**GIVEN PROBLEM**
The lines to extract begin at the one containing "the flower stem" and run to the end of the listing; set them down exactly and alone.

**DATA FOR THE TASK**
[BEGIN]
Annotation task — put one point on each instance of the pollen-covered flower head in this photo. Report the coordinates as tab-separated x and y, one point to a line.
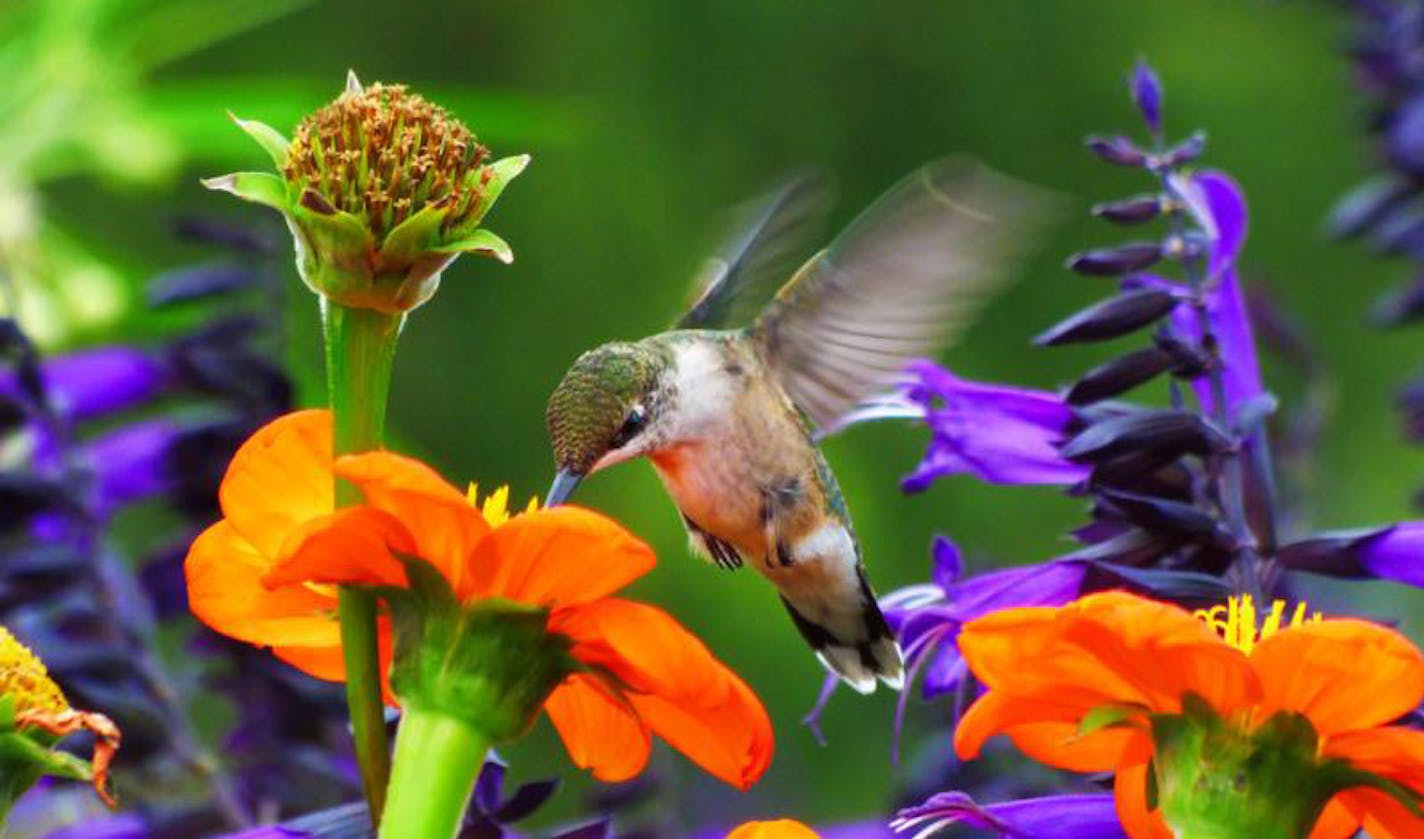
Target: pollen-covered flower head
382	153
26	681
382	190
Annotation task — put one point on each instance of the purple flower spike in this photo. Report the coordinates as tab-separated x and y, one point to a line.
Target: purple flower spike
998	433
1055	816
96	382
1396	554
1147	93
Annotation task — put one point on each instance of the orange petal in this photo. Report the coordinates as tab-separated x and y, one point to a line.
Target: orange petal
1335	822
224	574
997	712
352	547
279	479
558	556
778	829
598	731
1394	752
1343	674
329	664
1129	789
1058	744
437	516
677	685
731	741
1110	647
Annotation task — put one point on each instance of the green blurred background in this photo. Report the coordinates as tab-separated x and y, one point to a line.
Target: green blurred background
647	120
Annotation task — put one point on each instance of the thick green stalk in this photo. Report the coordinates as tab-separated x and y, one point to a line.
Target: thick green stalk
437	761
360	348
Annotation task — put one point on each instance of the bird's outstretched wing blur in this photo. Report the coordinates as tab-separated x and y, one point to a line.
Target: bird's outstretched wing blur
771	235
903	279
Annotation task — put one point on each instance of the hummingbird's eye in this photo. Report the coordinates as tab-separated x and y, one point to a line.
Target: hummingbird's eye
632	425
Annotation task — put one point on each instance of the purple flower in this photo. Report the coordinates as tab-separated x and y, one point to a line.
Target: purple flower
996	432
96	382
1147	93
1055	816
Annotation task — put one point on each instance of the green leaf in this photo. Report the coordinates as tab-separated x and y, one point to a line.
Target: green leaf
482	242
257	187
268	137
500	173
1111	715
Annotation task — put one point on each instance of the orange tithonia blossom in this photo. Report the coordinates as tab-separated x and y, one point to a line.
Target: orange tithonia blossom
1275	734
524	598
776	829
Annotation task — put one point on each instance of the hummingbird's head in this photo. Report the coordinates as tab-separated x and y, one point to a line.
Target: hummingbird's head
603	409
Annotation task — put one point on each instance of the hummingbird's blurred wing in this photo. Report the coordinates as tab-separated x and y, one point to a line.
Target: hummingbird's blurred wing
771	235
904	278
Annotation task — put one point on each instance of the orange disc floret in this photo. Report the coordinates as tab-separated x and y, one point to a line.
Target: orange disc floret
1054	674
640	671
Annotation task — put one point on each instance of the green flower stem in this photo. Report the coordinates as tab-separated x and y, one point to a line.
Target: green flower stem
437	761
360	348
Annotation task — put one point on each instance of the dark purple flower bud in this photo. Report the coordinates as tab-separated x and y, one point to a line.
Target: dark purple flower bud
1176	432
1111	318
1185	151
1147	94
1400	305
94	382
1131	210
1117	150
1117	261
1404	137
1369	204
1058	816
204	281
998	433
1119	375
1166	516
1359	554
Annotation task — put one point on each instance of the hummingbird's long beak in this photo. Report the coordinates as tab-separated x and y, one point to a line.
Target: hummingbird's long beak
564	485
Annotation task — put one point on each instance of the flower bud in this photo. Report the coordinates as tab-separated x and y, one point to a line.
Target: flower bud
380	190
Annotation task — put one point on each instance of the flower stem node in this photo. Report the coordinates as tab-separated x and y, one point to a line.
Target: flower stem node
490	664
380	190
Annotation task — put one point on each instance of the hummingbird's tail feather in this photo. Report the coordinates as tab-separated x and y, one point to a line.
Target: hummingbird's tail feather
853	641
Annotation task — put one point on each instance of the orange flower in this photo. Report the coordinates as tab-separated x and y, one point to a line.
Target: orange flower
1074	687
265	576
778	829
[END]
**TASK OUTPUT**
Annotation task — put one point on each instance of the flower stem node in this photo. Report the coordinates as tab-separated x and y, one point to a line.
Target: flower stem node
490	664
380	190
Annotation task — put one point on each instance of the hummingbird's tail feather in this photo. Report the coordinates as tab-separated x and y, one point to a line.
Target: hummingbird's tail feather
853	641
Annotation task — put one point on each instance of the orange flower in this photo. Report the coordinates as tab-separated x and y, one point to a line.
Target: orange flower
1074	687
265	576
778	829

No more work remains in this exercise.